__EXCERPT TO READ__
In my opinion, apart from the questions regarding the extent of the atonement that are raised here, Dabney’s easy rejection of merit with respect to the second and last Adam may be the logical fruit of his rejection of merit with the first Adam. To say that there is no injustice in punishing guilt twice over, is a difficult pill to swallow.
Second, I was unsure from your comment if that “polluted source” comment was a direct quote or something from a personal conversation. In any respect I always find it difficult to answer for someone else.
So again I’ll just throw in my own two cents. I’m not sure you were suggesting it, but I don’t think “our history” is uniform on the matter of ascribing grace to the CoW. I do appreciate Boston’s insight that once man is in covenant with God he may “crave the reward on the ground of the covenant.” I appreciate it because it defines and conditions both the merit and the reward in terms of the covenant itself. In my mind that is helpful. If God promises a certain reward for a certain act, no matter how disproportionate the reward is to the act required, it is an expression of his justice (covenantally revealed and defined) to bestow the reward for the obedience offered. It is a good and kind favor to be sure to enter into such an arrangement (which we may call grace in one sense), but once he binds himself to the covenant arrangement, the gift or reward can never be called a gift of grace in the same sense that it is called a gift of grace in Romans 5. There must be some distinguishing between the pre-lapsarian/covenant-entering/creating favor of God and that post-lapsarian/re-creating de-merited favor of God (which you PS’d Danny you agreed with). Where I quibble with Boston, and others, is that I believe Adam never existed outside of covenant with God. That “special act of providence” having been the first act of providence with respect to man, or better yet his having been created a covenantal creature. It seems to me that if we define sin biblically as “a transgression of the law” or “any want of conformity unto or transgression of the law of God” we are necessarily defining sin in covenantal terms. But perhaps this is beyond the scope of the question.

__DIRECTIVE 1__
Answer these questions from the comment on covenant and merit:
(a) Whose easy rejection of merit with respect to the second and last Adam does the writer discuss?
(b) What does the writer call "a difficult pill to swallow"?
(c) On what point does the writer quibble with Boston?

__RAW DATA__
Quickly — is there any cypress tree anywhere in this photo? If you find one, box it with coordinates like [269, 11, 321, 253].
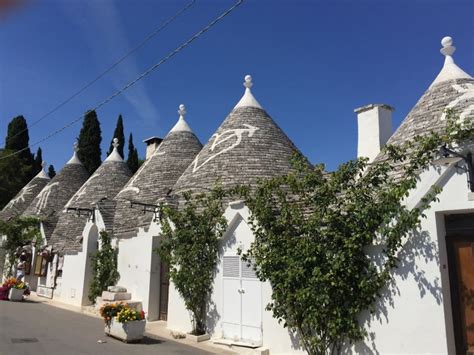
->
[33, 147, 43, 174]
[5, 116, 33, 164]
[127, 133, 139, 174]
[77, 111, 102, 174]
[0, 116, 36, 196]
[107, 115, 125, 159]
[48, 164, 56, 179]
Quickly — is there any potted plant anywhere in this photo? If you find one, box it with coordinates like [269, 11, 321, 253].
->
[100, 302, 146, 343]
[6, 278, 29, 301]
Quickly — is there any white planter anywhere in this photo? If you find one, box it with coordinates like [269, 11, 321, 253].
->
[186, 333, 211, 343]
[8, 287, 25, 302]
[104, 318, 146, 343]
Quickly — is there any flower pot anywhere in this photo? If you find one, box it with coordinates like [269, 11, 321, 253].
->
[8, 287, 25, 301]
[104, 318, 146, 343]
[186, 333, 211, 343]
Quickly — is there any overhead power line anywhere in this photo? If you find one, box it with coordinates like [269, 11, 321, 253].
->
[5, 0, 196, 143]
[0, 0, 244, 160]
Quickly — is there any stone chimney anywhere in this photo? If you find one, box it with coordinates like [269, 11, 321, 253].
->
[143, 136, 163, 159]
[354, 104, 395, 162]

__DIRECTIVE 2__
Quote, word for word, the stretch of the records from the line containing "Quickly — is there any overhead" through the end of the records.

__FULL RESPONSE 1__
(a) Dabney's.
(b) Saying that there is no injustice in punishing guilt twice over.
(c) The writer believes Adam never existed outside of covenant with God.

__FULL RESPONSE 2__
Quickly — is there any overhead power line anywhere in this photo? If you find one, box it with coordinates like [269, 11, 321, 253].
->
[5, 0, 196, 143]
[0, 0, 244, 160]
Quickly — is there any stone chimney anywhere in this photo? If you find one, box it with coordinates like [269, 11, 321, 253].
->
[143, 136, 163, 159]
[354, 104, 395, 162]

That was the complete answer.